Excerpts from a dataset
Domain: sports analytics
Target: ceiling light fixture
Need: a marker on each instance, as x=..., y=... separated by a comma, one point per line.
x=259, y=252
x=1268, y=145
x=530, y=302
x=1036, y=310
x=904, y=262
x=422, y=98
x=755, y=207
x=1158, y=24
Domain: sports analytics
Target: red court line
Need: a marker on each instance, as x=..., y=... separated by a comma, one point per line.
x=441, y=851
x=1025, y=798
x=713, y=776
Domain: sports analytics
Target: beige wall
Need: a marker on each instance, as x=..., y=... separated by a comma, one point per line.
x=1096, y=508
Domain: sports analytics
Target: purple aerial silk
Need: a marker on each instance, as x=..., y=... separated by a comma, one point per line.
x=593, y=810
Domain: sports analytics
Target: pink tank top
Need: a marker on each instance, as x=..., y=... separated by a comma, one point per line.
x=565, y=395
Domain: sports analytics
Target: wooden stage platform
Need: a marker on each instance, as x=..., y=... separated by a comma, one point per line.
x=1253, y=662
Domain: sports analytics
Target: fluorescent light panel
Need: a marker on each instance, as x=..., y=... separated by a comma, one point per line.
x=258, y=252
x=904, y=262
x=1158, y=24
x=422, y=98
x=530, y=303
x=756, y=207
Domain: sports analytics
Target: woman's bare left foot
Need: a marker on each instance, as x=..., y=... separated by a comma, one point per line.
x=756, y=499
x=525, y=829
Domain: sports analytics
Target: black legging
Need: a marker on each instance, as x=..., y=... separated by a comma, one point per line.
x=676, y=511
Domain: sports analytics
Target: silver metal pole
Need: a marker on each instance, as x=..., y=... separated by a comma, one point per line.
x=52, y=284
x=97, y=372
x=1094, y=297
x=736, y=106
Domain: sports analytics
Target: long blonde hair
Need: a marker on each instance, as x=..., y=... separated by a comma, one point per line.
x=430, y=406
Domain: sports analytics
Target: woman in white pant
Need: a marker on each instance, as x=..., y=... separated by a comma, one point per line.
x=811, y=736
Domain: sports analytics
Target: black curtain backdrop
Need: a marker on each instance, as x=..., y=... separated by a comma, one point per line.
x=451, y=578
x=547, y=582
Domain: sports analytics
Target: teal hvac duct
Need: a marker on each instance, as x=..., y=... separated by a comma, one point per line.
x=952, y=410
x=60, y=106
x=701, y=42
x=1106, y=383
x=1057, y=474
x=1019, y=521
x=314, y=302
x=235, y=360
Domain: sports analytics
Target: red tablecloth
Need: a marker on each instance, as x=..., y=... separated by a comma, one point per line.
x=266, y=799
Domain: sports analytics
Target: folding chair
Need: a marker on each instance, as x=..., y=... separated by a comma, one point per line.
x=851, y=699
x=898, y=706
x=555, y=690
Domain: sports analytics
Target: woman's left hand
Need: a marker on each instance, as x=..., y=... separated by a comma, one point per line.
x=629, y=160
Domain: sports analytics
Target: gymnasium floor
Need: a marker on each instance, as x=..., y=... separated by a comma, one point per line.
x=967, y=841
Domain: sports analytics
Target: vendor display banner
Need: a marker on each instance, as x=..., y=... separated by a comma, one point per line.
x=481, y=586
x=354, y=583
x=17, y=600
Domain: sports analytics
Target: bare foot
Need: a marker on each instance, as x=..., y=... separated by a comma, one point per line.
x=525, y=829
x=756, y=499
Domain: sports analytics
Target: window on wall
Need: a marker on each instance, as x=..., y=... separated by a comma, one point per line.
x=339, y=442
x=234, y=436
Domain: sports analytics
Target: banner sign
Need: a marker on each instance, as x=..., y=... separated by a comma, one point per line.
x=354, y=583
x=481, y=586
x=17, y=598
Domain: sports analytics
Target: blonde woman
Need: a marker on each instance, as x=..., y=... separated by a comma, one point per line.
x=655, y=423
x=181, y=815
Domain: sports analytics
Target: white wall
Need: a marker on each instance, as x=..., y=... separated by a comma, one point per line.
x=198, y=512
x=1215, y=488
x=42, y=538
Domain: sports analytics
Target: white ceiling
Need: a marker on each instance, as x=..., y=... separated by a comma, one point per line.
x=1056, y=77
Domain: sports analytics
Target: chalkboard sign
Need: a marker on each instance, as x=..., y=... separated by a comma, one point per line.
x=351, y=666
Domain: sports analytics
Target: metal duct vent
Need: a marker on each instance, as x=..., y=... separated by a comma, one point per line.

PROBLEM DETAILS:
Print all the data exactly.

WORKED SOLUTION:
Domain: sports analytics
Target: ceiling light fixture
Need: a marker on each instance, as x=..., y=... separated by a comma, one point per line.
x=259, y=252
x=1268, y=145
x=530, y=302
x=1036, y=310
x=904, y=262
x=422, y=98
x=755, y=207
x=1158, y=24
Domain: sports analytics
Target: red court line
Need: a marker on each instance, as x=..., y=... separated by a comma, one point per line.
x=441, y=851
x=1025, y=798
x=713, y=776
Domain: sports analytics
Target: beige wall
Need: a marker on each instance, as x=..., y=... separated by a comma, one point per line.
x=1096, y=508
Domain: sports analytics
Target: purple aerial silk
Need: a marker on each instance, as x=..., y=... separated by a comma, one point per line.
x=593, y=810
Domain: sports analytics
Target: pink tank top
Need: a marker on each instance, as x=..., y=... separated by a comma, one point per line.
x=565, y=395
Domain: sports analytics
Target: wooden stage platform
Need: a marker on each instance, as x=..., y=... separated by a comma, one point per line.
x=1253, y=662
Domain: sports analytics
Target: fluorescent light panel
Need: a marker on each instance, as x=..., y=... separated by a comma, one point per line.
x=258, y=252
x=904, y=262
x=1158, y=24
x=422, y=98
x=530, y=303
x=756, y=207
Domain: sports analytics
Target: woman's bare left foot
Need: a marker on each instance, as x=..., y=... separated by a comma, one point per line.
x=756, y=499
x=525, y=829
Domain: sports analytics
Target: black legging
Need: a marker on each instance, as x=..., y=... separated by a comma, one point per line.
x=676, y=511
Domain: sports analytics
Target: silver metal pole
Need: a marker on each instance, as x=..., y=... separated by a comma, one point per line.
x=52, y=284
x=97, y=372
x=1094, y=297
x=736, y=106
Domain: sports analytics
Target: long blonde hair
Need: a marker on each instance, as x=..., y=... separated by a comma, one point per line.
x=430, y=406
Domain: sports analytics
Target: woman in white pant
Need: a marker on each instance, as x=..., y=... separated by a comma, one point per line.
x=811, y=736
Domain: sports analytics
Target: black curtain backdrop
Need: a marker on each instance, as x=..., y=... separated by a comma, one point per line.
x=451, y=578
x=547, y=582
Domain: sports analytics
Target: teal hvac duct
Need: a marker on each instance, as x=..., y=... separated by a comma, one point per line.
x=952, y=410
x=60, y=106
x=701, y=42
x=1106, y=383
x=1057, y=474
x=1019, y=521
x=314, y=302
x=235, y=360
Domain: sports analytics
Target: red tablecloth
Need: a marker on each instance, as x=..., y=... separated by a comma, one point per line.
x=266, y=799
Domain: sports analytics
Target: folding chair
Need: a marker on each instance, as x=..., y=... separated by a comma, one point per line.
x=851, y=699
x=898, y=706
x=555, y=690
Domain: sports analytics
Target: woman's left hand
Need: a marker on each instance, as x=..., y=... separated by a comma, one point per line.
x=629, y=160
Domain: sports analytics
Target: gymnasium floor
Need: a marker on each instance, as x=..., y=... separated by a comma, one point per line.
x=967, y=841
Domain: sports analytics
Target: vendor display banner
Need: a marker on each instance, as x=..., y=... separated by a comma, one point per line.
x=481, y=586
x=354, y=583
x=17, y=600
Domain: sports analytics
Target: bare foot
Need: a marker on each instance, as x=..., y=... separated by a comma, one point per line.
x=525, y=829
x=756, y=499
Domain: sports analytics
Target: window on wall
Need: a marker on each instance, as x=..., y=... separated by a comma, one point per line.
x=339, y=442
x=234, y=436
Domain: sports analytics
Target: banner sign
Need: a marker on each instance, as x=..., y=... separated by a comma, one point per line.
x=354, y=583
x=481, y=586
x=17, y=598
Domain: sports analytics
Target: blonde woman
Need: a marker on each instance, as x=..., y=... separated by a comma, one point per line.
x=655, y=423
x=181, y=815
Domain: sports analytics
Target: white wall
Need: a marker on each instance, as x=..., y=... separated by a comma, one point per line.
x=198, y=512
x=1215, y=488
x=42, y=538
Domain: sports analytics
Target: white ceiling
Need: a marker on each instance, as x=..., y=... separated by a comma, one point per line.
x=1056, y=77
Domain: sports analytics
Target: chalkboard sign
Need: a marker on each instance, as x=..., y=... separated by a comma, one point per line.
x=351, y=666
Domain: sports analytics
Target: metal duct vent
Need: a marker on each instance, as x=..., y=... separated by a comma, one point per line.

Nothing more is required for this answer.